◆ EXERCISE DETAILS
Swap "Give one point per instance" for "Mark each instance with a single point" throughout the entries below, and reproduce every line otherwise unchanged.

==========

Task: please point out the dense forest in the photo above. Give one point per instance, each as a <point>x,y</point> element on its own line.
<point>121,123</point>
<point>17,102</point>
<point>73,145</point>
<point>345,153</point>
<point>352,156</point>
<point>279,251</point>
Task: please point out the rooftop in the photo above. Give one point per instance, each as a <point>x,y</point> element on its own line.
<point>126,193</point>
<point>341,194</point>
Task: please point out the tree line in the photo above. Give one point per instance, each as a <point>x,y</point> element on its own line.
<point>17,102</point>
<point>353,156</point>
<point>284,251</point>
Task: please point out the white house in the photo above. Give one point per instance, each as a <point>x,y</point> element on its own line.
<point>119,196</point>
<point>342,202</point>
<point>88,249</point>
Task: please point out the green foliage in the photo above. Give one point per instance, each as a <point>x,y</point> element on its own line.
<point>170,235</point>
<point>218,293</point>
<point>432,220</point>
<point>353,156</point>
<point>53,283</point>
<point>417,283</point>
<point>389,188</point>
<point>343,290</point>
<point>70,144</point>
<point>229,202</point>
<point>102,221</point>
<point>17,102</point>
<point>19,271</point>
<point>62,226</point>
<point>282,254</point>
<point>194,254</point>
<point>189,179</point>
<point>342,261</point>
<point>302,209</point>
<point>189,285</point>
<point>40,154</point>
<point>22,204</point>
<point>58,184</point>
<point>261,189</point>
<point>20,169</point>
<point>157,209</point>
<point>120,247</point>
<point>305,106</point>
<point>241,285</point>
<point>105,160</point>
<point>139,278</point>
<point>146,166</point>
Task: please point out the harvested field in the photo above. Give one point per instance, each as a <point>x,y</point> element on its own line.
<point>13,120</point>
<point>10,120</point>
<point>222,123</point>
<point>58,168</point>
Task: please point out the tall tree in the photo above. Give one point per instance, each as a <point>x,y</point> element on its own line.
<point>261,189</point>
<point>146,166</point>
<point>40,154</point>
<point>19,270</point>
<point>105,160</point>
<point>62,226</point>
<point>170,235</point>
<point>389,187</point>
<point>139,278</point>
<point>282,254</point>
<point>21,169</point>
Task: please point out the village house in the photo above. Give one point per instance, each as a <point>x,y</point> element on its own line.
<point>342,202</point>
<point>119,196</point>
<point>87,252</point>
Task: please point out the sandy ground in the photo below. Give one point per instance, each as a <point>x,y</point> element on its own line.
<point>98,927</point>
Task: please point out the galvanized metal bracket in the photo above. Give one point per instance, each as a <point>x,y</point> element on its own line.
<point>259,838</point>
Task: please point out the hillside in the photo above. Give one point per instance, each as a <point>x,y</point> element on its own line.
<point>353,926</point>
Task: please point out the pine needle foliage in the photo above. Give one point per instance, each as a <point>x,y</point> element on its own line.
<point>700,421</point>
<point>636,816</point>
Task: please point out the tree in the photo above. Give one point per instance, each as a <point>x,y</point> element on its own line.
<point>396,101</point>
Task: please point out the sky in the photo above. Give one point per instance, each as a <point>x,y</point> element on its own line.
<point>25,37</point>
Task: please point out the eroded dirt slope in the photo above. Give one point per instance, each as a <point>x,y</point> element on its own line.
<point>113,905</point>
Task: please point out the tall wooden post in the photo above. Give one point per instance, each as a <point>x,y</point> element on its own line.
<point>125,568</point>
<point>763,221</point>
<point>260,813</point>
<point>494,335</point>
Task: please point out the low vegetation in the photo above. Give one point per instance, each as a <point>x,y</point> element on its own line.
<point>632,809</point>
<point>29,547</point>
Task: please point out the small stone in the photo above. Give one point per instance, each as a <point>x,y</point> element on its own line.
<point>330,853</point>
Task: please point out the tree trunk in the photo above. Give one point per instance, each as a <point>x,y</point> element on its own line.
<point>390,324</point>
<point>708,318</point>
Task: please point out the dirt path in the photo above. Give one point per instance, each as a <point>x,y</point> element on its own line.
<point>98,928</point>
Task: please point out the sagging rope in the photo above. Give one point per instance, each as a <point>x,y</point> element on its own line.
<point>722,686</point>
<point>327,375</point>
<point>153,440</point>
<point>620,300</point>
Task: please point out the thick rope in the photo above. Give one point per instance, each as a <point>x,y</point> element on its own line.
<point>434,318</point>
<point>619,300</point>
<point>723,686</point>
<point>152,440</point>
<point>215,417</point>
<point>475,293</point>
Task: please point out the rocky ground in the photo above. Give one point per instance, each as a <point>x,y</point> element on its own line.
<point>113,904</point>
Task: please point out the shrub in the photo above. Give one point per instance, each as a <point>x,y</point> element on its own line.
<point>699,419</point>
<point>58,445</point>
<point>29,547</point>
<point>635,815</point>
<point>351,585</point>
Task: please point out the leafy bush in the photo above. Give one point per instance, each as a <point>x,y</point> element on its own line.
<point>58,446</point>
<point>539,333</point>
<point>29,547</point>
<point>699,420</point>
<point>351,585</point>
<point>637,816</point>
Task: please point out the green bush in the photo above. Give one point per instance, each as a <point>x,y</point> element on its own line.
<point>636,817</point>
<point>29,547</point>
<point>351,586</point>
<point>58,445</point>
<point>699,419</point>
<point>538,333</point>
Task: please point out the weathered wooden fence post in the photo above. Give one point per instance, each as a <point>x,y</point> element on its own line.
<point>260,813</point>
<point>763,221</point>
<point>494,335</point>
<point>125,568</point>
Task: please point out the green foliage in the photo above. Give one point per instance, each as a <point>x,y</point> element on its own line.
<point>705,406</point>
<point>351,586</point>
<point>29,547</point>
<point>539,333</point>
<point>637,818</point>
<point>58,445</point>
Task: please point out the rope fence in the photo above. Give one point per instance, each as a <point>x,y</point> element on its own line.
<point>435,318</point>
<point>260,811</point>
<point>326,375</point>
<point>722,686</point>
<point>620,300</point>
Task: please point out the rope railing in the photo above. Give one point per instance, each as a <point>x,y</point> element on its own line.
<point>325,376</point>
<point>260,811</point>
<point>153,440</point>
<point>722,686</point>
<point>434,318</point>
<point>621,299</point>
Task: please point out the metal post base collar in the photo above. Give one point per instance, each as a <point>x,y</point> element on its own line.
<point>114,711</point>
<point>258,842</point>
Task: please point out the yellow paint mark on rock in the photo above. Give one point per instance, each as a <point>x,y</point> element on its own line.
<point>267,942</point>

==========

◆ EXERCISE ANSWER
Task: please point out the dense forest in the photo above. Mark each instance with a single point, each as a <point>x,y</point> element on its own line.
<point>121,123</point>
<point>17,102</point>
<point>73,145</point>
<point>345,153</point>
<point>352,156</point>
<point>279,251</point>
Task: please point out the rooftop in the photo above. Mark each instance with a single point, each as a <point>x,y</point> element on its own line.
<point>126,193</point>
<point>341,194</point>
Task: please point out the tree line in the photo above. Mark each instance with a single point, each as a <point>x,y</point> element on its own line.
<point>17,102</point>
<point>353,156</point>
<point>284,251</point>
Task: please point out the white house in the photo above. Mark each instance with a single point, each as a <point>x,y</point> element on its own line.
<point>119,196</point>
<point>342,202</point>
<point>88,249</point>
Task: please point out the green foliage in the photo above. Mark each instance with a single point, each as a <point>x,y</point> element on its own line.
<point>170,235</point>
<point>218,293</point>
<point>432,220</point>
<point>353,156</point>
<point>53,283</point>
<point>417,283</point>
<point>389,188</point>
<point>343,290</point>
<point>70,144</point>
<point>229,202</point>
<point>102,221</point>
<point>17,102</point>
<point>19,271</point>
<point>62,226</point>
<point>282,254</point>
<point>194,254</point>
<point>189,179</point>
<point>342,261</point>
<point>302,209</point>
<point>189,285</point>
<point>40,154</point>
<point>22,204</point>
<point>58,184</point>
<point>261,189</point>
<point>20,169</point>
<point>157,209</point>
<point>120,247</point>
<point>305,106</point>
<point>241,285</point>
<point>105,160</point>
<point>139,278</point>
<point>146,166</point>
Task: please point out the harvested field in the photo above. Mark each instance with a single point, each as a <point>x,y</point> element on its own line.
<point>13,120</point>
<point>10,120</point>
<point>222,123</point>
<point>58,168</point>
Task: please point out the tall tree in the photo above. Mark each instance with a single point, each as a <point>x,y</point> element on its own line.
<point>261,189</point>
<point>146,166</point>
<point>40,154</point>
<point>19,270</point>
<point>105,160</point>
<point>62,226</point>
<point>170,235</point>
<point>389,187</point>
<point>139,278</point>
<point>282,254</point>
<point>21,169</point>
Task: please point out the village house in the photo above. Mark each instance with a single point, each as a <point>x,y</point> element on its own line.
<point>342,202</point>
<point>119,196</point>
<point>87,252</point>
Task: please point out the sandy ground in the photo below. Mark each instance with a single point, each as a <point>x,y</point> element on its own line.
<point>98,927</point>
Task: please point out the galvanized metal bracket in the photo above. Mark each instance with a single point, each as a <point>x,y</point> element on its own line.
<point>259,838</point>
Task: please point out the hillside in the photo above. Mark each instance with a single point, each as a <point>x,y</point> element on its own line.
<point>353,926</point>
Task: please point out the pine needle foliage in the photo above. Mark each instance with a single point, each as a <point>x,y</point> element on its own line.
<point>700,421</point>
<point>636,816</point>
Task: please point out the tree in the photo above. Mark each instance with a single point, each as a <point>x,y</point> element on its own line.
<point>396,101</point>
Task: please point out the sky in the photo above. Mark each instance with a single point, each as a <point>x,y</point> element on its own line.
<point>25,37</point>
Task: please point out the eroded dirt slope in the photo above. Mark each instance with a single point, each as a <point>x,y</point> element on its own line.
<point>113,905</point>
Task: please point out the tall wooden post in the photo above. Mark each instance with a single point, each as a <point>x,y</point> element on its own line.
<point>125,568</point>
<point>763,221</point>
<point>260,813</point>
<point>494,335</point>
Task: please point out the low vegetation in the photo above. Mark each instance with a single point, each as a <point>x,y</point> element on its own line.
<point>632,809</point>
<point>29,547</point>
Task: please point out the small stone in the photo above. Mark each instance with a single point, each as a <point>x,y</point> element on its own line.
<point>330,853</point>
Task: please point out the tree trunk in the photo above. Mark each instance with a single point, each as a <point>x,y</point> element on its own line.
<point>390,324</point>
<point>708,318</point>
Task: please point out the dirt path in the photo above. Mark each instance with a single point, each as a <point>x,y</point> element on its own line.
<point>98,928</point>
Task: please point out the sagging rope in the photo above. Mark each instance with a single point, each as a <point>x,y</point> element on its own line.
<point>722,686</point>
<point>327,375</point>
<point>153,440</point>
<point>620,300</point>
Task: please point out the thick rope in the photo above. Mark each instance with a single point, each as a <point>x,y</point> element on its own line.
<point>434,318</point>
<point>619,300</point>
<point>723,686</point>
<point>152,440</point>
<point>215,417</point>
<point>475,293</point>
Task: please point out the rocky ground in the photo above. Mark each instance with a single point, each as a <point>x,y</point> element on its own line.
<point>113,904</point>
Task: please point out the shrub in the photo above. Mark each instance with a single point, each as a <point>x,y</point> element on its own line.
<point>699,419</point>
<point>58,445</point>
<point>29,547</point>
<point>635,815</point>
<point>351,585</point>
Task: please point out the leafy bush in the photo above. Mark each instance with a single point, each as a <point>x,y</point> element on its own line.
<point>58,446</point>
<point>539,333</point>
<point>29,547</point>
<point>699,420</point>
<point>351,585</point>
<point>637,816</point>
Task: please point out the green bush in the photo above. Mark each instance with a single point, each as a <point>x,y</point> element on its own line.
<point>636,817</point>
<point>29,547</point>
<point>351,586</point>
<point>58,445</point>
<point>699,419</point>
<point>538,333</point>
Task: please point out the weathered wooden fence post in the photo above. Mark each instance with a single point, each as a <point>x,y</point> element on its own line.
<point>260,813</point>
<point>763,221</point>
<point>494,335</point>
<point>125,568</point>
Task: please point out the green foliage in the photo above. Mark each instance with a single point, each as a <point>x,y</point> element on its own line.
<point>705,406</point>
<point>351,586</point>
<point>29,547</point>
<point>539,333</point>
<point>637,818</point>
<point>58,445</point>
Task: please point out the rope fence in the photo above. Mark each instance with a single point, each as a <point>x,y</point> element on its own line.
<point>435,318</point>
<point>260,811</point>
<point>326,375</point>
<point>722,686</point>
<point>620,300</point>
Task: please point out the rope railing in the photo above. Mark each instance with a single point, each as a <point>x,y</point> element on its own line.
<point>325,376</point>
<point>260,811</point>
<point>153,440</point>
<point>722,686</point>
<point>434,318</point>
<point>621,299</point>
Task: please point out the metal post base collar in the photo above. Mark each instance with a single point, each as a <point>x,y</point> element on its own line.
<point>114,711</point>
<point>258,842</point>
Task: please point out the yellow paint mark on rock in the photo above. Mark each instance with a single point, each as a <point>x,y</point> element on its own line.
<point>267,942</point>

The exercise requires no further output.